++++ Extracted entries ++++
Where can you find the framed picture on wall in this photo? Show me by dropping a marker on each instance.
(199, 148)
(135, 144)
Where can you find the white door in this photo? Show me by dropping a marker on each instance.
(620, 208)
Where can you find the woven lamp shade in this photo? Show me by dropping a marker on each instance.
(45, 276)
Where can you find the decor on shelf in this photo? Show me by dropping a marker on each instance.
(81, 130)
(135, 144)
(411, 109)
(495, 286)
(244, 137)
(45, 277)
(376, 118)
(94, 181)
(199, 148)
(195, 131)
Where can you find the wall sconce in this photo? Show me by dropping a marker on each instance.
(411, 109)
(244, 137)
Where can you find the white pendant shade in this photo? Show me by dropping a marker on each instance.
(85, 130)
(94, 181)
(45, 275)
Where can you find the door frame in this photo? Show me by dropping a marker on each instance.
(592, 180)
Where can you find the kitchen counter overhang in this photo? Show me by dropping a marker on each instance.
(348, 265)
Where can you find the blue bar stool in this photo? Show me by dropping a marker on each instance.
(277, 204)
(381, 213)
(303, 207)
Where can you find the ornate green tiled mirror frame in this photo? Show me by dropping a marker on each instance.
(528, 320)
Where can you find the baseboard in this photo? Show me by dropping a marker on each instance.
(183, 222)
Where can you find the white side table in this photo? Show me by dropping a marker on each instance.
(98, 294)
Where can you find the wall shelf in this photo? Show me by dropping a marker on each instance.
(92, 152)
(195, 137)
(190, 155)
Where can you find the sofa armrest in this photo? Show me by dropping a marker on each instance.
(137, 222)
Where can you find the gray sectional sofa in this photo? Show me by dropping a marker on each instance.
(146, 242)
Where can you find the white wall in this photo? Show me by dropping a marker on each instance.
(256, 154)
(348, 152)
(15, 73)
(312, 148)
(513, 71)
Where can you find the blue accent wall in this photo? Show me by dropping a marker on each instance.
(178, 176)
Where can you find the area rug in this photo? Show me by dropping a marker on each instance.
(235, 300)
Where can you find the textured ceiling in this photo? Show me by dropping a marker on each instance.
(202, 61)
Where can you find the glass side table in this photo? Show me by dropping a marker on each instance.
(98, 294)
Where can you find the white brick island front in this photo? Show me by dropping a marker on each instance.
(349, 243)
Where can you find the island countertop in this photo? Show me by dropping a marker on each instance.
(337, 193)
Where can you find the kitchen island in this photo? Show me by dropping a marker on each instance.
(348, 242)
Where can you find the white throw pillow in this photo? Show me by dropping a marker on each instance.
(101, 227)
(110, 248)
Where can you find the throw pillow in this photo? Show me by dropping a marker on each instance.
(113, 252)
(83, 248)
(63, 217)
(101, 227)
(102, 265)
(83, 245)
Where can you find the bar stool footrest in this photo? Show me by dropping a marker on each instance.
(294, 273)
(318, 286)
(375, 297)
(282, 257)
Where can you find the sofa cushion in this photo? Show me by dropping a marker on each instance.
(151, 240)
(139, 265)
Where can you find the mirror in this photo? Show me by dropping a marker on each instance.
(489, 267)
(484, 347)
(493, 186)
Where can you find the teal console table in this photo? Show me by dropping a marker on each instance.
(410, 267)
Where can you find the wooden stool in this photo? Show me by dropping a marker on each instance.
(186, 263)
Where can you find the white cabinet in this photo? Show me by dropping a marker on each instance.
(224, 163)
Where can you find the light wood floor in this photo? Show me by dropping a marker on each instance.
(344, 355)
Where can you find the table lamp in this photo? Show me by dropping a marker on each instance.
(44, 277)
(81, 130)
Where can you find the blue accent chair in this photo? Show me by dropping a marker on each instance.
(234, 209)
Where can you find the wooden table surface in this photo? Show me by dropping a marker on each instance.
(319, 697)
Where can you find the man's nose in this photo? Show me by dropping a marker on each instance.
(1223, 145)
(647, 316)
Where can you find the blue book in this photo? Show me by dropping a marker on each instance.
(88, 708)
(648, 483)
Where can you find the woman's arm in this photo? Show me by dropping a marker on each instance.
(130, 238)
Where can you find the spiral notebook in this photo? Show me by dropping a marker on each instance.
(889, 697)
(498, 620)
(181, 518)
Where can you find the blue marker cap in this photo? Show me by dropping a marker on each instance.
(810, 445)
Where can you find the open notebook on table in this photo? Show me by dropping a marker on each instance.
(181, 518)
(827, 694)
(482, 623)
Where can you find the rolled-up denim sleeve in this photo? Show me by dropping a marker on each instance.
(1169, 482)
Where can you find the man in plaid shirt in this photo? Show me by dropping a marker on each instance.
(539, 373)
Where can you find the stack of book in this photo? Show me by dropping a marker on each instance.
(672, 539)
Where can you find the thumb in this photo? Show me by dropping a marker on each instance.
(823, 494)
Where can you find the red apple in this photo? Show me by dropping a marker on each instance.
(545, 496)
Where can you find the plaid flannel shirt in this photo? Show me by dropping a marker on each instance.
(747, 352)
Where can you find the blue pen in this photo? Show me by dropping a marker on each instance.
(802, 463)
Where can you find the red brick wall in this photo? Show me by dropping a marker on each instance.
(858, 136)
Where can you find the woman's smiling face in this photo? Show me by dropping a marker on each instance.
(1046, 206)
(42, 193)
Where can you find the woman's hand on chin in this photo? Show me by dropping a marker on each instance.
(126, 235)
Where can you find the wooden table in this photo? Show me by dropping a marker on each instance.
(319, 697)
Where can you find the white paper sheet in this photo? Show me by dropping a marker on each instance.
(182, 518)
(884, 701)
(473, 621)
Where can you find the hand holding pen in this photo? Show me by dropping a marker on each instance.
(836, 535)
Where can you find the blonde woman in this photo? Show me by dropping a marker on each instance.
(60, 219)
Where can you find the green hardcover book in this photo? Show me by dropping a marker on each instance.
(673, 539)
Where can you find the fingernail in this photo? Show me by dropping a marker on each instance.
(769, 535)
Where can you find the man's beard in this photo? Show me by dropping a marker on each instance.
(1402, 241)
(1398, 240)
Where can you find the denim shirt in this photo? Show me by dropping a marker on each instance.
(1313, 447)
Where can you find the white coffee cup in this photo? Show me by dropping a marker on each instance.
++++
▶ The problem
Reproduce the listing above verbatim, line for line.

▶ Finished task
Where can you find the framed picture on wall in this photo? Show me by dropping a marker on each instance.
(199, 148)
(135, 144)
Where can you find the white door in this photo? Show me by dropping a marker on each instance.
(620, 208)
Where can you find the woven lamp shade in this photo? Show me by dropping a marker on each instance.
(45, 276)
Where can you find the decor on shelf in this photo? Show me by dropping a marker on each instance.
(81, 130)
(135, 144)
(411, 109)
(495, 286)
(244, 137)
(45, 277)
(376, 118)
(94, 181)
(199, 148)
(195, 131)
Where can you find the wall sconce in this photo? Show me by dropping a marker on each instance.
(411, 109)
(244, 137)
Where can you find the white pendant shade in this photo? Show me by dropping a marker on each instance.
(85, 130)
(94, 181)
(45, 275)
Where can you find the door frame in this photo? Show me by dropping a marker on each instance.
(592, 180)
Where can you find the kitchen counter overhang in this photo? Show me by dropping a marker on each instance.
(348, 265)
Where can you find the blue bar stool in this photo? Show me by dropping a marker on each instance.
(277, 204)
(381, 213)
(303, 207)
Where can you find the ornate green tiled mirror frame in this photo? Show me by dropping a marker on each instance.
(528, 320)
Where can you find the baseboard in this photo? Show me by dropping a marker on each instance.
(183, 222)
Where can you find the white side table in this photo? Show me by dropping a marker on each instance.
(98, 294)
Where can you find the wall shelf in this photo? Show me by dropping a marker on each instance.
(92, 152)
(195, 137)
(190, 155)
Where can you find the sofa armrest in this photo? Show me by dropping a marker on each instance.
(137, 222)
Where can you find the gray sectional sofa in this photo? Show me by dropping a marker on each instance.
(146, 242)
Where can you find the white wall in this photo? Show me by dropping a marker on each instance.
(256, 154)
(348, 152)
(15, 73)
(312, 148)
(513, 71)
Where can you find the blue accent wall in this photo? Show me by dropping a marker on each instance.
(178, 176)
Where can you find the area rug in this photo? Show me by dropping a marker on each instance.
(235, 300)
Where can you find the textured ceiling in this photo? Show me by dropping a marker on each instance.
(202, 61)
Where can you find the glass side table in this photo? Show me by dropping a marker on each instance.
(98, 294)
Where can you find the white brick island front in this photo? Show me by dropping a marker on each instance.
(349, 243)
Where can you find the island countertop in this photo? Show me by dropping a marker on each instance.
(337, 193)
Where can you find the kitchen island in this photo? Show me by dropping a marker on each instance.
(348, 242)
Where can you find the white throw pillow in this photo? Show me by dropping a marker on each instance.
(101, 227)
(110, 248)
Where can you find the throw pillow in this photo? Show me by dropping a marker on each instance.
(113, 252)
(83, 248)
(63, 217)
(101, 227)
(102, 265)
(83, 245)
Where can you find the bar stool footrest in this photo? Show me by dropping a marker on each instance.
(294, 273)
(318, 286)
(375, 297)
(282, 257)
Where can you find the sofa cushion in this photo? Show me by dropping a marker on each instance.
(151, 240)
(139, 265)
Where can you find the mirror in this photo? Show me by dropping a marker on each instance.
(489, 267)
(484, 347)
(493, 186)
Where can you find the teal console table in this photo? Show me by dropping a marker on each instance.
(410, 267)
Where can you find the wooden stool in this photo? Show me by dropping a marker on each instance.
(186, 263)
Where can you find the white cabinet in this photo? Show me by dropping a marker on each instance.
(224, 163)
Where can you find the light wood floor in this photo? Show me by dropping a marker on each instance.
(344, 355)
Where can you find the table lamp in this photo? Show me by dropping a marker on each instance.
(44, 277)
(81, 130)
Where can you find the blue accent chair in this photo? Show me by dropping a marker on each instance.
(234, 209)
Where can you find the wooden table surface in this photo? Show me by dropping a marker on each instance.
(319, 697)
Where can you find the man's nose in this photo? Show me by dropping a marker on each instance.
(1223, 145)
(647, 316)
Where can you find the blue book in this photo? Show me by dropping a marker on each instance.
(88, 708)
(648, 483)
Where can you find the woman's arm in this photo? Show me by dropping a marker on each instance.
(130, 238)
Where can you find the spiral notebook in this photo? Show me by dropping a marker on each instance.
(889, 697)
(498, 620)
(181, 518)
Where can you find the blue marker cap in this photo? Show me by dropping a marker on each instance.
(810, 445)
Where can you find the open notebook on table in this photo? Show me by dropping a marker on each instance.
(181, 518)
(827, 694)
(482, 623)
Where can you find the rolled-up denim sleeve in this photo? Show me by dropping a marker on each instance.
(1169, 482)
Where can you find the man in plaid shirt in this photo? Show me by dropping a marker on each instance.
(539, 373)
Where can you find the stack of book in this photo? Show me by dropping a marker on each instance.
(672, 539)
Where can you find the thumb in this photo? Show me by dropping a marker on each instance.
(823, 494)
Where can you find the red apple in this photo? Show me by dropping a marker on each instance.
(545, 496)
Where can you find the plaid flannel shirt in this photo? Show me by dropping a marker on each instance.
(747, 352)
Where can you find the blue pen in this photo? Show me by dropping a marker on each instance.
(802, 463)
Where can you find the red brick wall in this photo? Show me by dropping a marker on each instance.
(858, 136)
Where can you find the woman's smiling face in this photo? Show me by dropping a marker on each instance.
(1046, 206)
(42, 193)
Where can you find the woman's hand on chin in this photo? Show me by dropping a marker on each instance.
(126, 235)
Where can you find the wooden table in this photo? Show me by dropping a marker on each instance.
(319, 697)
Where can you find the white paper sheet in this photo? Show me by dropping a marker on each instance.
(182, 518)
(884, 701)
(473, 621)
Where can you find the hand holding pen in this photo? Show me by dropping a marker on each instance.
(836, 535)
Where can you find the blonde woman in this photo? Show me by dropping a marker on each instance.
(60, 219)
Where can you find the green hardcover book in this photo? Show me by dropping a marker on each instance.
(673, 539)
Where can you find the fingernail in this photo? Show me by dropping a marker on each instance.
(769, 535)
Where can you find the man's beard in this photo? Show me by dropping a marker on each instance.
(1402, 241)
(1398, 240)
Where can you find the denim shirt in this photo? Show me by dropping a marker on each instance.
(1313, 447)
Where can you find the white coffee cup in this photo? Show me by dropping a marker on each instance.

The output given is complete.